Problem description
Up to and including the line that contains "Target: bin lid handle", write out every line of the entries exactly, beginning with the first. Omit the pictures.

Material provided
**********

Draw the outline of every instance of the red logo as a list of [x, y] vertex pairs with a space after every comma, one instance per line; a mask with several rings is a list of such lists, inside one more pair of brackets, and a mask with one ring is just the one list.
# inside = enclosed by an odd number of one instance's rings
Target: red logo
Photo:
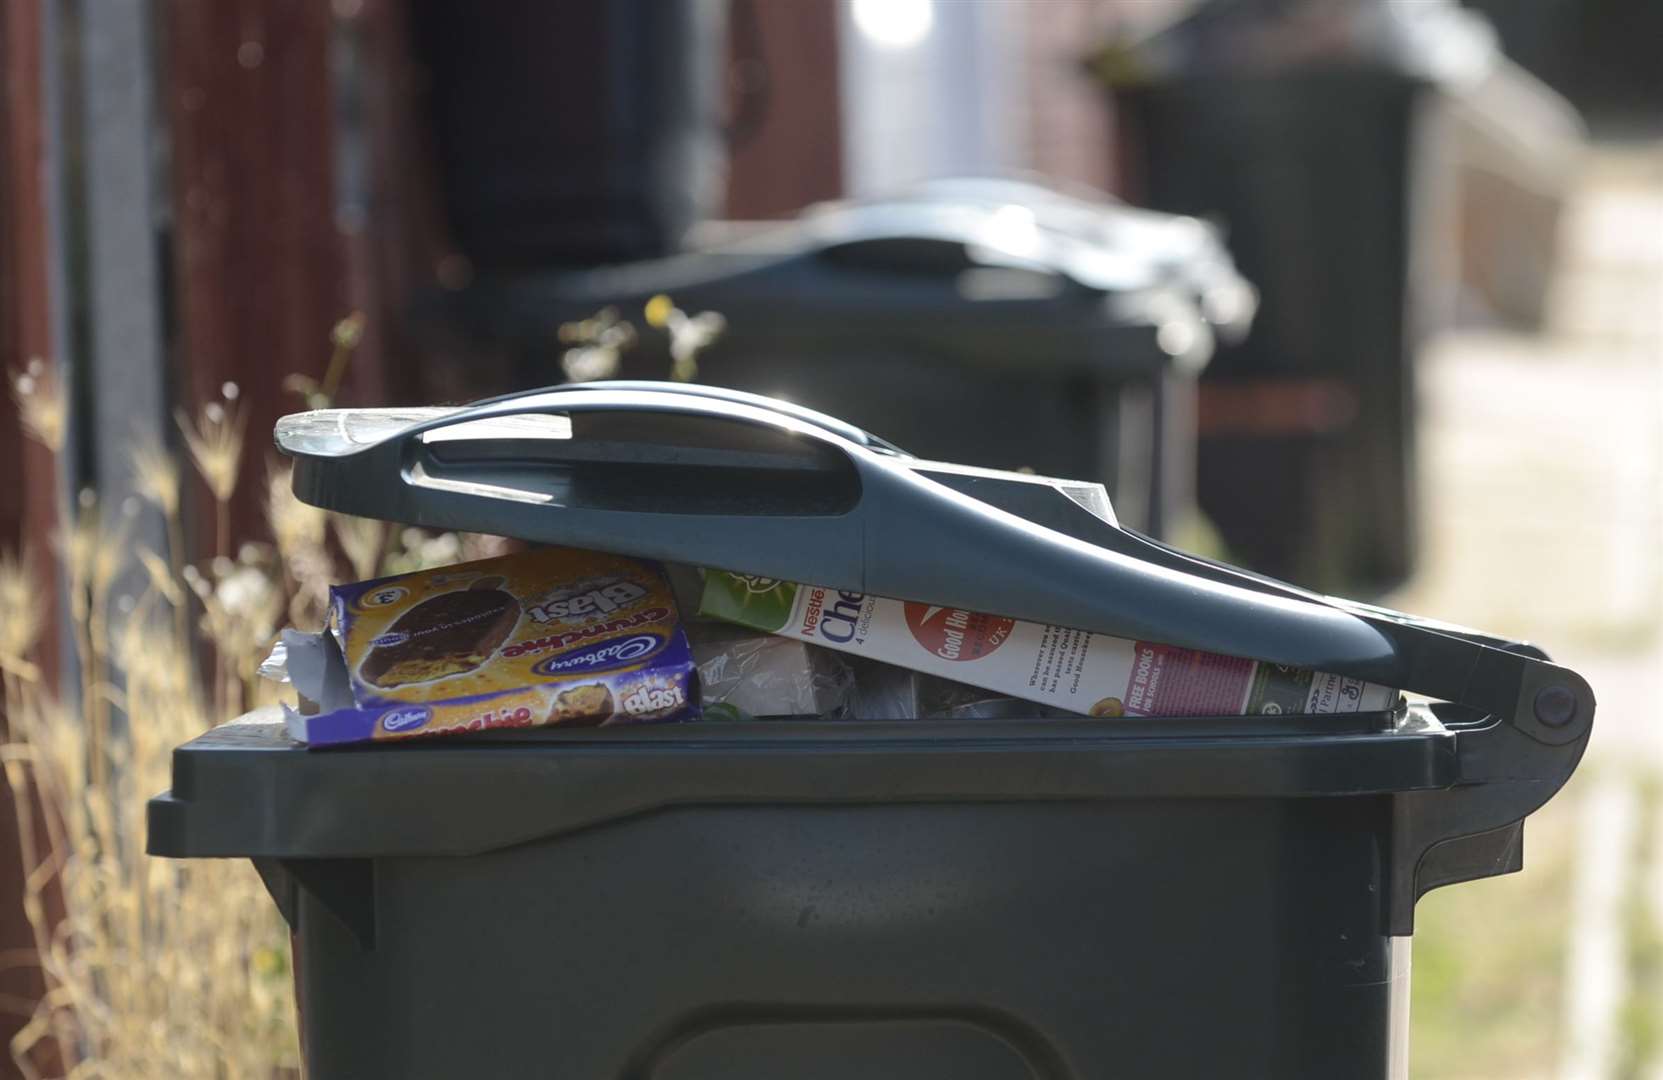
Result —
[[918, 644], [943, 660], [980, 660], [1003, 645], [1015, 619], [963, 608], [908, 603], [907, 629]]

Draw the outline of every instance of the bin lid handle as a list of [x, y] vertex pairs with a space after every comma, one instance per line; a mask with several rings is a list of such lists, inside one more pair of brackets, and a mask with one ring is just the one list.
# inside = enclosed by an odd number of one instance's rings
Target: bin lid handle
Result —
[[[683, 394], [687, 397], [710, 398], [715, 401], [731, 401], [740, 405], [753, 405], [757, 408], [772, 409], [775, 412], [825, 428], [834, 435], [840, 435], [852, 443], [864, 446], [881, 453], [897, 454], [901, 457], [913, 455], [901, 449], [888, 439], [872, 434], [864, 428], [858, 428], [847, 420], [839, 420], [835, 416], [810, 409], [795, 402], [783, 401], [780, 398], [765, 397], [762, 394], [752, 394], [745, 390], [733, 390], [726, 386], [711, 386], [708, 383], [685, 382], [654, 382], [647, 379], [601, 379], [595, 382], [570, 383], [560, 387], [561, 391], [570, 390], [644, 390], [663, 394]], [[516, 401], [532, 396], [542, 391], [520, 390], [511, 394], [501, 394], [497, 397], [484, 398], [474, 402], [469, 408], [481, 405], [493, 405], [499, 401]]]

**********

Solution to this task
Draw the outline of every instance of the red logo as a list of [x, y] vertex pairs with a space after every comma, one instance per line; a mask with several rings is a list of such lists, inside one more pair of brackets, and a mask with one ring is just the one list.
# inside = enclosed by an odd number of one instance's rings
Target: red logo
Photo:
Result —
[[918, 644], [943, 660], [980, 660], [1003, 645], [1015, 619], [963, 608], [908, 603], [907, 629]]

Draw the outline of every instance of the bin lid handle as a list of [x, y] vertex pairs with a space after every comma, one instance per line; a mask with several rings is a list of such lists, inside one more pair of brackets, and a mask with one ring is just the one list.
# inside = enclosed by an odd number of one instance's rings
Target: bin lid handle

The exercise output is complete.